◆ **Information shown**:
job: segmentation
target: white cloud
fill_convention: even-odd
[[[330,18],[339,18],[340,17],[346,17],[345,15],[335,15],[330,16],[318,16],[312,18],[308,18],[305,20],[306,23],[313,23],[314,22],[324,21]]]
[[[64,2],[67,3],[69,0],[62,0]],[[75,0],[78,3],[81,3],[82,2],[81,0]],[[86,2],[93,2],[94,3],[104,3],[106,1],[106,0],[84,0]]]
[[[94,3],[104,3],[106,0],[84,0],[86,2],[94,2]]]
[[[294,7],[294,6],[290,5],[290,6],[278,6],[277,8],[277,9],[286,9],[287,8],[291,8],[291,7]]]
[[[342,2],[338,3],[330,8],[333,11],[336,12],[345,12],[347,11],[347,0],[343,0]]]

--

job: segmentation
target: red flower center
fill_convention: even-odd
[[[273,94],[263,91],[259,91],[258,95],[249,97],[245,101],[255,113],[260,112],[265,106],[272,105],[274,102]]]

◆ **Given problem**:
Pull out each line of the data above that contains the string "target".

◆ **Full answer**:
target: white cloud
target: red flower center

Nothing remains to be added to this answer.